• [EXTRAIT À LIRE]
Au reste, quels qu’eussent été sous les règnes de Louis XV et de Louis XVI le crédit extérieur et les laveurs accordés jusque dans les plus hautes régions de la cour à des acteurs, la profession que ceux-ci exerçaient n’en était pas moins restée en dehors des conditions ordinaires de la vie sociale et, même aux yeux des patrons les plus accommodans en apparence, en dehors des garanties ou des lois protectrices des autres citoyens. Des gentilshommes de la chambre du roi, tels que le maréchal de Richelieu ou le duc d’Aumont, pouvaient bien à l’occasion admettre dans leur familiarité des « marquis » ou des « valets » de la Comédie française ; mais ils ne se faisaient pas faute, dans un moment de mauvaise humeur, d’envoyer sans plus de façons leurs clients au For-l’Évéque, comme ils étaient les premiers sans doute à trouver tout naturel que, dans un procès qui l’intéressait, Lekain ne fut pas reçu à témoigner en justice. Il pouvait arriver aussi que quelques grandes dames s’abandonnassent publiquement à leur passion pour des acteurs et que deux d’entre elles poussassent un jour l’effronterie jusqu’à se disputer dans un duel le cœur de Chassé, de l’Opéra ; mais aucune de ces pécheresses aurait-elle, en cas de veuvage, consenti à racheter par un mariage la faute commise et à prendre le nom de celui qui en avait été le complice ?

• [DONNÉES]
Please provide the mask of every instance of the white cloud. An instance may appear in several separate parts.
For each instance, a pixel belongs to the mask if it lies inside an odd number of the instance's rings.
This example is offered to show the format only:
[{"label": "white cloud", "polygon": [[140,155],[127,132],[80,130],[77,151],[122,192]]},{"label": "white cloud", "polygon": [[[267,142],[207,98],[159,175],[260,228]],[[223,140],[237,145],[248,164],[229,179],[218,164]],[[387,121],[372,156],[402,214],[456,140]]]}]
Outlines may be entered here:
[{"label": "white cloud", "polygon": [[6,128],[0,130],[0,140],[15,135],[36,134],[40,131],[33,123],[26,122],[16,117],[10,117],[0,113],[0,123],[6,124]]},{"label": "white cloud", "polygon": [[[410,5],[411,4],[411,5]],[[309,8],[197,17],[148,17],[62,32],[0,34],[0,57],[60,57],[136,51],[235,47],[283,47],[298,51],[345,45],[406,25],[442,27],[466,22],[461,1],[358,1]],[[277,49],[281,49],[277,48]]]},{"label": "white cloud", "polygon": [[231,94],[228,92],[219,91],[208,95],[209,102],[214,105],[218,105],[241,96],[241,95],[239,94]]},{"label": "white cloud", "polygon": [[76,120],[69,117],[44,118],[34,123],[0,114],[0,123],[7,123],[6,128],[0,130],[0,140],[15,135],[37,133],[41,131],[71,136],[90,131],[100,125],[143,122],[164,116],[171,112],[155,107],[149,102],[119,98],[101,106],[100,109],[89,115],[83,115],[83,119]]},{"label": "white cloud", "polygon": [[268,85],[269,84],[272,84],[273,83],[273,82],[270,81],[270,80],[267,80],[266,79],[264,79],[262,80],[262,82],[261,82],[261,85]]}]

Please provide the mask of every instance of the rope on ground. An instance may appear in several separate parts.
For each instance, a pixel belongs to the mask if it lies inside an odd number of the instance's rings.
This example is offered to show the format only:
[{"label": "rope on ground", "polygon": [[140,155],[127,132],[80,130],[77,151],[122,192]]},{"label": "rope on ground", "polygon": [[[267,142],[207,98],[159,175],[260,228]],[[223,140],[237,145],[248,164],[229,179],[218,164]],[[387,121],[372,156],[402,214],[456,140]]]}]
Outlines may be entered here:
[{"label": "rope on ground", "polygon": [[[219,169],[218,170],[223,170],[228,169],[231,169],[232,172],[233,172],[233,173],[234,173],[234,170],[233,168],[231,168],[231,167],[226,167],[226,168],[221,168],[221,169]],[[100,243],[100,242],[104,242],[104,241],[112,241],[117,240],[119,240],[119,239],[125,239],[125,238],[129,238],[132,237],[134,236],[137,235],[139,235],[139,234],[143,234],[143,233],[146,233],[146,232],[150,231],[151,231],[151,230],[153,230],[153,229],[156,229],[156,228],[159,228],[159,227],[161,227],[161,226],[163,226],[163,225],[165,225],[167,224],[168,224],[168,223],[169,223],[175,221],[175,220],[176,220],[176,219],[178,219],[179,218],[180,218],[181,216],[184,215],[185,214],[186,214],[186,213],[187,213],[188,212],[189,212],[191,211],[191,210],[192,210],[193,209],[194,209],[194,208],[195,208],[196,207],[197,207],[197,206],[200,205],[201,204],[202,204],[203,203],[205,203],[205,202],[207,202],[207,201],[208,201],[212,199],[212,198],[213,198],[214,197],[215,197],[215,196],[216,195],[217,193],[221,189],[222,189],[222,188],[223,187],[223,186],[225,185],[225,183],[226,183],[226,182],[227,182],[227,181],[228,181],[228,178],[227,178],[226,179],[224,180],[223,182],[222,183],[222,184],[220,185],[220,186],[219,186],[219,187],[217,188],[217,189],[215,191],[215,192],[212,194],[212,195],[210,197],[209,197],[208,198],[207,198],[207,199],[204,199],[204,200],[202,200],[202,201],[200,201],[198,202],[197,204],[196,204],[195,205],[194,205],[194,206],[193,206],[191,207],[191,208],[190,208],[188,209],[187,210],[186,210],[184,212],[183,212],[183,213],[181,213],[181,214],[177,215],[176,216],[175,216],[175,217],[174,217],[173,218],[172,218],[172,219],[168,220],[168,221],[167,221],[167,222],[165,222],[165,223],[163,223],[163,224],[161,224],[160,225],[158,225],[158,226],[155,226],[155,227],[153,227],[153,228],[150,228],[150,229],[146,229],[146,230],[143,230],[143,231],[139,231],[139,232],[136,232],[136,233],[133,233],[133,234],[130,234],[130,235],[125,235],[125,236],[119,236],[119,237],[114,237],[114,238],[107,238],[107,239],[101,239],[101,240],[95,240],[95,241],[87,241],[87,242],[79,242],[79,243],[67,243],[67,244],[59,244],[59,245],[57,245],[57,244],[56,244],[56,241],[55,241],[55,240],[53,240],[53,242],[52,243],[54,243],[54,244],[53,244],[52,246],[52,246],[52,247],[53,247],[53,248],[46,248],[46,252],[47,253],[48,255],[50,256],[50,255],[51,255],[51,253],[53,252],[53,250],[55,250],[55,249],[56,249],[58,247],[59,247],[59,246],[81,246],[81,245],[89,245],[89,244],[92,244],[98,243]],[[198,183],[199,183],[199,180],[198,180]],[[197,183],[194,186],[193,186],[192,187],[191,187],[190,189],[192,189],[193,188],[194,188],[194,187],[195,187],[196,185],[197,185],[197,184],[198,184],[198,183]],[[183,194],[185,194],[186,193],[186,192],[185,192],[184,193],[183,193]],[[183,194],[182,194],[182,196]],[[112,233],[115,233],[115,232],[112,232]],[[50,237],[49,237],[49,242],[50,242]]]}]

• [CONSIGNE]
Indiquez, d'après l'extrait, quel acteur ne fut pas reçu à témoigner en justice dans un procès qui l'intéressait. Les données forment un matériau à part, distinct de l'extrait.

• [CORRIGÉ RÉDIGÉ]
Il s'agit de Lekain.